_Records shown_
═══
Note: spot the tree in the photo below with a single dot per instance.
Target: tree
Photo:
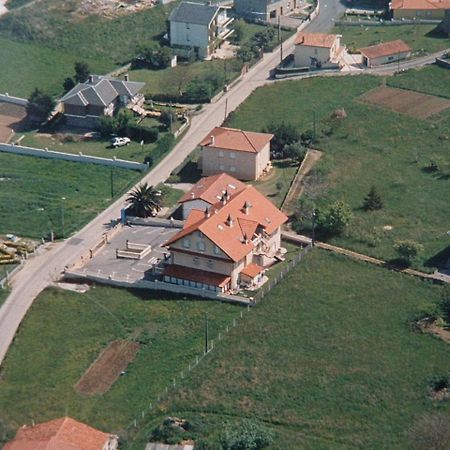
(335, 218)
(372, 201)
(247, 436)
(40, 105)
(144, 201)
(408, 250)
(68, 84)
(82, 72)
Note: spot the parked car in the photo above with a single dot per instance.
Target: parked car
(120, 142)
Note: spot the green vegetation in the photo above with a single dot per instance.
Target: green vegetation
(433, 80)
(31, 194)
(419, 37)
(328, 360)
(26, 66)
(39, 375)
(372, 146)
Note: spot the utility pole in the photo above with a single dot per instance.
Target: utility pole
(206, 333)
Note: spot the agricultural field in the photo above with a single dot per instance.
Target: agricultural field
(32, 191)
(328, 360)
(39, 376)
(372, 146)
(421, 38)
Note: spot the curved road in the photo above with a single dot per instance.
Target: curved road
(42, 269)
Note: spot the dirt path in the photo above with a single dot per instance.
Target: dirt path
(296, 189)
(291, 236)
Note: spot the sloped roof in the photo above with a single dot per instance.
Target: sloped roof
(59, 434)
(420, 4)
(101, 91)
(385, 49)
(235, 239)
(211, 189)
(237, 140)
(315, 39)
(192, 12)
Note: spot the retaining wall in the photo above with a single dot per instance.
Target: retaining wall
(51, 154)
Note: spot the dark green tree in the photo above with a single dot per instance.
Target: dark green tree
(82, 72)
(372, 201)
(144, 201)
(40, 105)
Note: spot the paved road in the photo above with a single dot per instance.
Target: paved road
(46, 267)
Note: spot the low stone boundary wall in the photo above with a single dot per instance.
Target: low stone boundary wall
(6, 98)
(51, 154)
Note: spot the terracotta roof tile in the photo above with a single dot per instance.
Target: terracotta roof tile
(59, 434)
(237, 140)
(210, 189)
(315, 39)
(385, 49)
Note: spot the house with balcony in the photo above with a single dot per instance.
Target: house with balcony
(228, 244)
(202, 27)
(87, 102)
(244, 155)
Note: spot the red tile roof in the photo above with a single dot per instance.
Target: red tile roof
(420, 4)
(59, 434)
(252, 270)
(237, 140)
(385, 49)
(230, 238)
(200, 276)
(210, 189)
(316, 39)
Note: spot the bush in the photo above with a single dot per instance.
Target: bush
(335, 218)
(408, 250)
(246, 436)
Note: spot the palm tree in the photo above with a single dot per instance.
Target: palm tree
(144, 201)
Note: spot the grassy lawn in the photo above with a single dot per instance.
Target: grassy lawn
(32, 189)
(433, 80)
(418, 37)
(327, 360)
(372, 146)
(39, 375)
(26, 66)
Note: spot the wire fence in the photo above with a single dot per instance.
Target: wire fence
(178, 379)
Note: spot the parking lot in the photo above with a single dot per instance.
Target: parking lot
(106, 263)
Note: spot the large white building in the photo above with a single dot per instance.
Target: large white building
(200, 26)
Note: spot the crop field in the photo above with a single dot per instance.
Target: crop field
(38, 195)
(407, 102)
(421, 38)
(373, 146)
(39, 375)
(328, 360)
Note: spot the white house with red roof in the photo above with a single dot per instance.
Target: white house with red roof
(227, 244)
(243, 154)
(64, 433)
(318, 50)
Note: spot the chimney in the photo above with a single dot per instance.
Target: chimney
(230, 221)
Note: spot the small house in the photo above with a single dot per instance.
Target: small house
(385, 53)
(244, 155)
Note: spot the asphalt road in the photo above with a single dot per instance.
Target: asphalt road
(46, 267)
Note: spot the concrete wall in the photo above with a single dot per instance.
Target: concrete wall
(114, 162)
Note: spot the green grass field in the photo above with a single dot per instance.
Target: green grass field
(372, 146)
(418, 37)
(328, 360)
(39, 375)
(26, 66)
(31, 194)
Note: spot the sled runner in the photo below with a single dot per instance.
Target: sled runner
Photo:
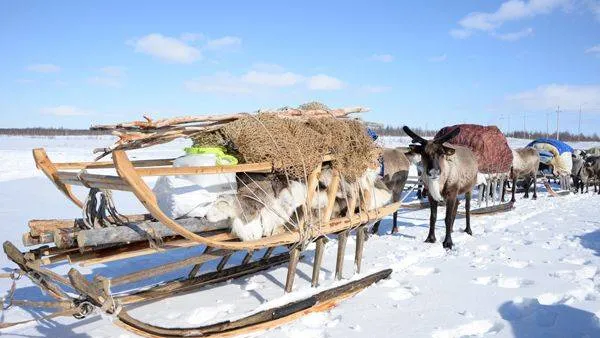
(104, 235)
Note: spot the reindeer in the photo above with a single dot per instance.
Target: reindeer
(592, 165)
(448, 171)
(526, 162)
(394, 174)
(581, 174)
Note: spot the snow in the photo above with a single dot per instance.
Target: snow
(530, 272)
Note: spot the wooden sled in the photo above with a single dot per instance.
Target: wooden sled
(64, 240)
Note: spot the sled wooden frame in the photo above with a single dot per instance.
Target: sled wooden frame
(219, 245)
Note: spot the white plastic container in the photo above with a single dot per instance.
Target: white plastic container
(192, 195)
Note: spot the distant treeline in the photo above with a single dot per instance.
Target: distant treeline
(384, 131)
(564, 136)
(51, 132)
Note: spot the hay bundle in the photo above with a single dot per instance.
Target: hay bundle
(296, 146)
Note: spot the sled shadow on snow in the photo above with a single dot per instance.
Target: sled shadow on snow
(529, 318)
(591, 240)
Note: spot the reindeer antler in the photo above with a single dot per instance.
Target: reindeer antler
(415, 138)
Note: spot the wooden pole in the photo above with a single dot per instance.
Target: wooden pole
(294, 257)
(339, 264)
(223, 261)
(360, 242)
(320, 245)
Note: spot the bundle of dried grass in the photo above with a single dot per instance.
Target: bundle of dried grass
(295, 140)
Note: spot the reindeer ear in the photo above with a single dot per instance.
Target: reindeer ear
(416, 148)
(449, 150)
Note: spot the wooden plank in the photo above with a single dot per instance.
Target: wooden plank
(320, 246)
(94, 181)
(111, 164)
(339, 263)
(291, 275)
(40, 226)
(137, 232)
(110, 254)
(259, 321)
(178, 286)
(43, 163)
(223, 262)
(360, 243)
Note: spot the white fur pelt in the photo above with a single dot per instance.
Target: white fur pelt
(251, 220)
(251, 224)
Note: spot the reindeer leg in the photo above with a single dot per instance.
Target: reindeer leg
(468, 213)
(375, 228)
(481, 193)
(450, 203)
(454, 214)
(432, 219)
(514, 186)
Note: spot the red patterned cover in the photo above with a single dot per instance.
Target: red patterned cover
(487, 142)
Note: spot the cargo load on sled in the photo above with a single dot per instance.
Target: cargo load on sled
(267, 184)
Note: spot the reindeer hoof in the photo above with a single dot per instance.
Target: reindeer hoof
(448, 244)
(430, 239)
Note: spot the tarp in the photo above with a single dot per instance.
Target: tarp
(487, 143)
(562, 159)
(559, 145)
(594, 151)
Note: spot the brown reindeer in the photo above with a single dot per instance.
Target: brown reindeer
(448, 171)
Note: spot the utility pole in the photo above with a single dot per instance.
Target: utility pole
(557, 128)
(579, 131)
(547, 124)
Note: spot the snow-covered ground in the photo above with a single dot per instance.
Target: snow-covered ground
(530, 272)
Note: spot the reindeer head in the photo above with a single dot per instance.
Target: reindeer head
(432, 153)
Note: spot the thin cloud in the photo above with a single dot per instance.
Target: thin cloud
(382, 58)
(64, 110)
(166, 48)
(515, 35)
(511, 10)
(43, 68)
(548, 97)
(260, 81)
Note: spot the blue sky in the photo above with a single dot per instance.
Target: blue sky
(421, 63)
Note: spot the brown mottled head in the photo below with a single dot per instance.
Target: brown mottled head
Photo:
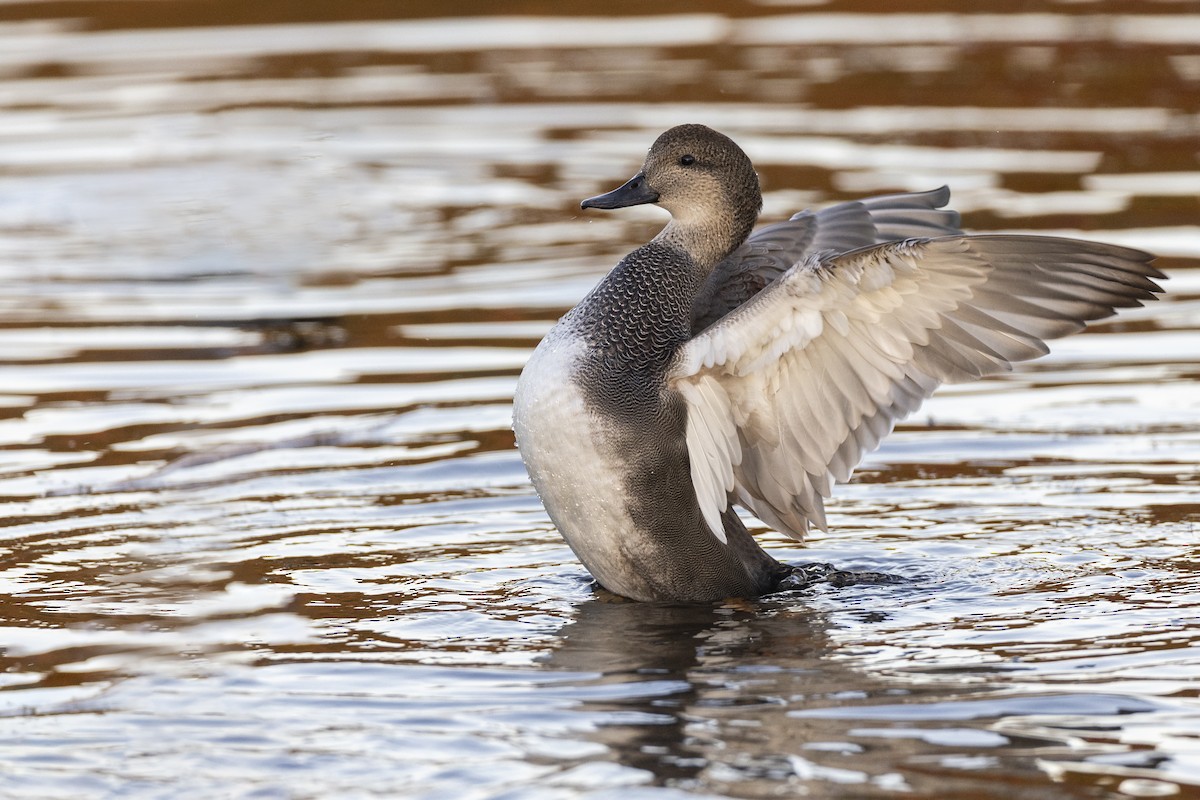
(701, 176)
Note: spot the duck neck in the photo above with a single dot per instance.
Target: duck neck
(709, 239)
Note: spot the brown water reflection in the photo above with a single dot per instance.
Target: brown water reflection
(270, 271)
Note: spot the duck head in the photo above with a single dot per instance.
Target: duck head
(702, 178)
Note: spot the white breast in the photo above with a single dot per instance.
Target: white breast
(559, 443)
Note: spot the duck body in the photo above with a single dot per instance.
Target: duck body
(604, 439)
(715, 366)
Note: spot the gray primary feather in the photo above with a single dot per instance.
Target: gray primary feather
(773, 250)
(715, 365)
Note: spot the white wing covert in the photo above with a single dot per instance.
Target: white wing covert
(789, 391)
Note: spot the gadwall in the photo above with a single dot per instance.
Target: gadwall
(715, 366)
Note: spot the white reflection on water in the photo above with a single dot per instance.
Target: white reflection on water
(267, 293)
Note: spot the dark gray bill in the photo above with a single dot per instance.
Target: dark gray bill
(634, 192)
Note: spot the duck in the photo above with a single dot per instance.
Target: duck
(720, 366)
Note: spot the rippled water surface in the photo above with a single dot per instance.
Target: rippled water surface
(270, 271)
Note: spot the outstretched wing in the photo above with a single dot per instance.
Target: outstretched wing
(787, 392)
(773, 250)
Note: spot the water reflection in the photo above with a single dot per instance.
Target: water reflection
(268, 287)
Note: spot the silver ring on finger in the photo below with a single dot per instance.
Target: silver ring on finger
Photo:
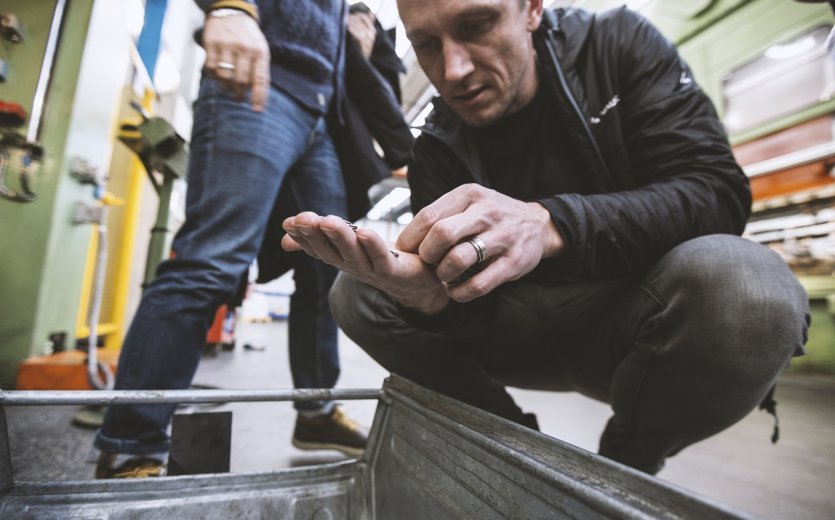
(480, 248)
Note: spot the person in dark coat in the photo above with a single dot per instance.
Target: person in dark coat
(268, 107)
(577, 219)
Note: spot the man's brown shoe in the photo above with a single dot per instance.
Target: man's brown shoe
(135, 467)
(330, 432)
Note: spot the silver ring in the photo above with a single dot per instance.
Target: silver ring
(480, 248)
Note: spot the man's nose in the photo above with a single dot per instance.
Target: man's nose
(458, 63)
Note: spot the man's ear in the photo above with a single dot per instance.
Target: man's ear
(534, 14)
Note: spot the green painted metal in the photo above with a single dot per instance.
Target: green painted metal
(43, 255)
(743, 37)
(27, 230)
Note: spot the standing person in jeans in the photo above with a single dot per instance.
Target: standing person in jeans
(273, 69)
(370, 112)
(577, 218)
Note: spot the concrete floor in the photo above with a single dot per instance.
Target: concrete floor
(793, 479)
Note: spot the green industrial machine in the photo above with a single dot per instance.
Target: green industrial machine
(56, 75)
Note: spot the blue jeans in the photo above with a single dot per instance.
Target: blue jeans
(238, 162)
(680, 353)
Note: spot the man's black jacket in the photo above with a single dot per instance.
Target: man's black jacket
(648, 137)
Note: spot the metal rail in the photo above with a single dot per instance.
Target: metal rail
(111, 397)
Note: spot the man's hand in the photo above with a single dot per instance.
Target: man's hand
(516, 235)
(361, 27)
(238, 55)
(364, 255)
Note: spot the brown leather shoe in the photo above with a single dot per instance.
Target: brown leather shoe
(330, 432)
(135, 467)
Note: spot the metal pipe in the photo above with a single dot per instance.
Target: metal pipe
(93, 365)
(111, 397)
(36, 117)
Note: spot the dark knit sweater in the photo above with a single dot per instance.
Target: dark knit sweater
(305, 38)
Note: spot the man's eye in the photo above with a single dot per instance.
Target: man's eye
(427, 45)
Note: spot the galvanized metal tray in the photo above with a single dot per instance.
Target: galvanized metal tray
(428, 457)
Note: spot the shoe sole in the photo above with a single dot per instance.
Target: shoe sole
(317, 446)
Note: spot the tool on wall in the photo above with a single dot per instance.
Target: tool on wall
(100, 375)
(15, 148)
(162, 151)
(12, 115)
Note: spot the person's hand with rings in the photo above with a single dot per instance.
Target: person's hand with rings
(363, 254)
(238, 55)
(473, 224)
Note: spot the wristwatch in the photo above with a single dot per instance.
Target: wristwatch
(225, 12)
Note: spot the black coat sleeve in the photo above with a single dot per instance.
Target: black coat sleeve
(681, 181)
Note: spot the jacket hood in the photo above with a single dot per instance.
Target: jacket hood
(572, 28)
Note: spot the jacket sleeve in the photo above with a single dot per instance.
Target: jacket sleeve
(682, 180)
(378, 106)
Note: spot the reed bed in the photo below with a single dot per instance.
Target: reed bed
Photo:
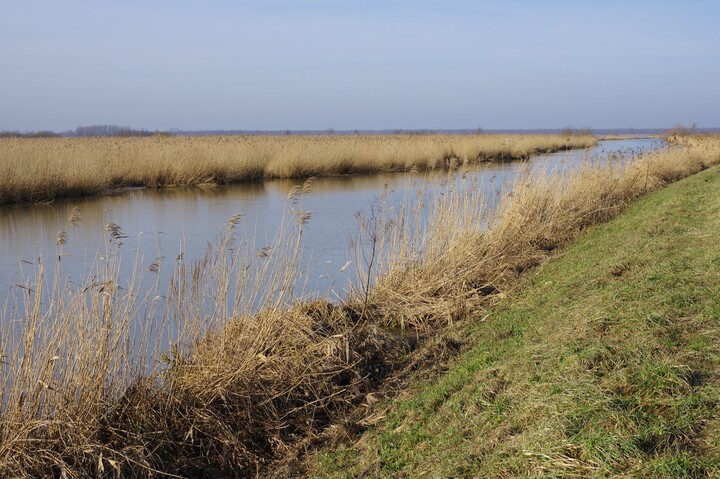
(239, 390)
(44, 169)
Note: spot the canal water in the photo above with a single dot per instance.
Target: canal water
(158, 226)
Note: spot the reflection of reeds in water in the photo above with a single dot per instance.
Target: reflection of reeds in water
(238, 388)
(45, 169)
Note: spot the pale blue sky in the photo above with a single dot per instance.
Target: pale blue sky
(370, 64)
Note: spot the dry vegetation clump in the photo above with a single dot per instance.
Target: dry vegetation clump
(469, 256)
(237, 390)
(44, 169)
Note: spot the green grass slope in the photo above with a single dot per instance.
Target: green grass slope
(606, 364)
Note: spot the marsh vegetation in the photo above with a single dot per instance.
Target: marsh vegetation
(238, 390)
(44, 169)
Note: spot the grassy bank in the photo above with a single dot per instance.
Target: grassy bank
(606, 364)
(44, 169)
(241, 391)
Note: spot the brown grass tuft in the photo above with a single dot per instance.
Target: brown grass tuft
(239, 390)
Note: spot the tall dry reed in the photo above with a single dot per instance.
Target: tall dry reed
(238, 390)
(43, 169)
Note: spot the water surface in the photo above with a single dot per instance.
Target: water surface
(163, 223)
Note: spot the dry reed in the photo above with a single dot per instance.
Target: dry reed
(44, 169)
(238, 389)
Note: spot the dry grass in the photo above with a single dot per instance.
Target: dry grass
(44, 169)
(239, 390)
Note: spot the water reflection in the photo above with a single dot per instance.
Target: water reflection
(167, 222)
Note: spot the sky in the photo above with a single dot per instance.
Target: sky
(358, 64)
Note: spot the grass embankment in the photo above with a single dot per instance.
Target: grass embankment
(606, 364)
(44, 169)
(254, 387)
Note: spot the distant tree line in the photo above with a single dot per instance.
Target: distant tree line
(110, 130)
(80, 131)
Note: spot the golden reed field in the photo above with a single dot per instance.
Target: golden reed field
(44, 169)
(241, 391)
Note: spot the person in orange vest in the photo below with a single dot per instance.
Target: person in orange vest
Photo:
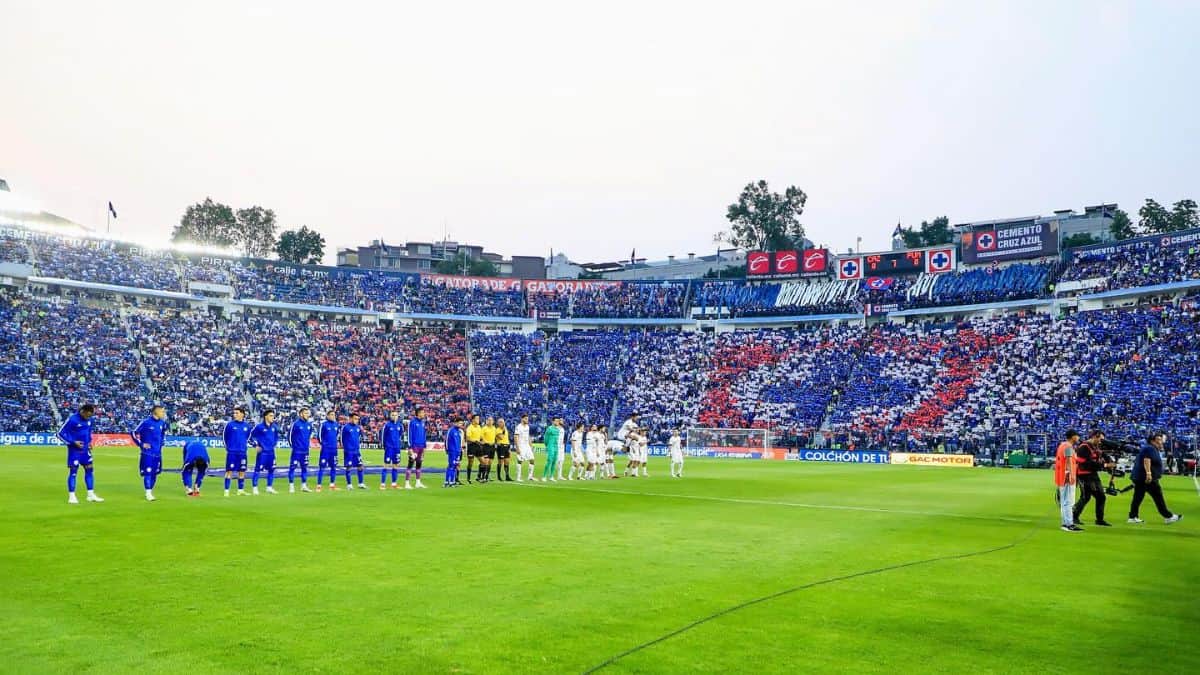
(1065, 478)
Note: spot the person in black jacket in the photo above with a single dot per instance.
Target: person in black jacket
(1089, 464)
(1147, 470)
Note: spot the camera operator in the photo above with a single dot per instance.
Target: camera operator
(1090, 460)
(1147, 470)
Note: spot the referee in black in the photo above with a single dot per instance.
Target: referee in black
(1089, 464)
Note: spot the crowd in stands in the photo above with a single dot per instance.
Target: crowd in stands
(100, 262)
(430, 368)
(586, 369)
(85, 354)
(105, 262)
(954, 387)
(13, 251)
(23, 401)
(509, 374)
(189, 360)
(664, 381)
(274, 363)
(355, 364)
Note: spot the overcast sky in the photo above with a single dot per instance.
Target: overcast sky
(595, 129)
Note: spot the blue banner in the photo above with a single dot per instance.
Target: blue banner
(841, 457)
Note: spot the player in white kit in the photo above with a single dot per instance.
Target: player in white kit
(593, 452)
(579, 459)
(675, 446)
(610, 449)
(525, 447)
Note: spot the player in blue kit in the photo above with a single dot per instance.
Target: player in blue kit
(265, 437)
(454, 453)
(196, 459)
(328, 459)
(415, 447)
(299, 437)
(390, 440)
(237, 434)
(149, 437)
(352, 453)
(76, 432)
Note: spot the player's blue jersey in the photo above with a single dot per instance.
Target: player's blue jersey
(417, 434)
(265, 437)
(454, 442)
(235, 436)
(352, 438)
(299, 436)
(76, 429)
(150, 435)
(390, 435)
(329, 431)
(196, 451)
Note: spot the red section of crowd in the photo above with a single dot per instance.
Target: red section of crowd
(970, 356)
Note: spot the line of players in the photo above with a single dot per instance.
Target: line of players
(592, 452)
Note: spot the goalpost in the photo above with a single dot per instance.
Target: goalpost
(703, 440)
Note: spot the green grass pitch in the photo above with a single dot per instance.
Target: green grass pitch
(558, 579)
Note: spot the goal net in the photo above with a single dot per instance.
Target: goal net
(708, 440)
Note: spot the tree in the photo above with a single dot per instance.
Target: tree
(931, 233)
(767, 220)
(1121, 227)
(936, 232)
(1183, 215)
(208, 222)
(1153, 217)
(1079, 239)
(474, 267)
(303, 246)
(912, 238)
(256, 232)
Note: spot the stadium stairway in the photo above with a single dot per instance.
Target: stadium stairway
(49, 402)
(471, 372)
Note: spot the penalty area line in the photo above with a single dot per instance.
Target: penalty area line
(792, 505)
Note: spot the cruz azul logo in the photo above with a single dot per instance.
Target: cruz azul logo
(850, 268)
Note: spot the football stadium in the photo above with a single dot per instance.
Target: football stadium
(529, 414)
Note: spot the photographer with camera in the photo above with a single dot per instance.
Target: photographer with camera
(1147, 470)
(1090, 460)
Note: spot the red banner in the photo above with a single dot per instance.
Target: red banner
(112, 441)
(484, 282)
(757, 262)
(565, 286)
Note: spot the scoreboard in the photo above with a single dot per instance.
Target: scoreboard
═══
_Goal of the exercise_
Send back exactly the lines from the line with "Note: spot the red section" through the end of the records.

_Exercise response_
Note: spot the red section of crowd in the photo above with a single dot per instance.
Target: red section of crowd
(970, 356)
Note: spot the line of players in the photo above with a single dot per instance.
Target: line of players
(592, 452)
Note: spot the goalpost in the photo above with a single dot per instance.
Target: goalpost
(703, 440)
Note: spot the green grass pitch in the photo above with a single dot per instance.
Target: green grass pitch
(558, 579)
Note: spot the goal net in the photo above with a single dot per instance.
Target: goal net
(708, 440)
Note: spot the tree in the photo above with a single dot per instance.
Target: tree
(931, 233)
(767, 220)
(1121, 227)
(936, 232)
(1183, 215)
(208, 222)
(1153, 217)
(1079, 239)
(474, 267)
(303, 246)
(912, 238)
(256, 232)
Note: spot the stadium stairway in the photo above with a single dot per instance.
Target: stadium stairway
(49, 402)
(471, 372)
Note: spot the penalty area line in the photo above with a single dot per instance.
Target: penalty area line
(792, 505)
Note: spot the cruz azul logo in the photo above with a single dot per instance.
Target: cruz azul logo
(850, 268)
Note: spot the football stadium in the photo above with a single dot per instance.
Target: football stadium
(529, 414)
Note: spot the photographer with camera in the photo above with a single dot per instance.
Target: photographer with camera
(1147, 470)
(1090, 460)
Note: spot the red banner in the photo above with a single dot per instance.
Target: red banner
(112, 441)
(484, 282)
(757, 262)
(565, 286)
Note: spot the scoreboard in the photo above with a single dot per instance.
Target: scoreboard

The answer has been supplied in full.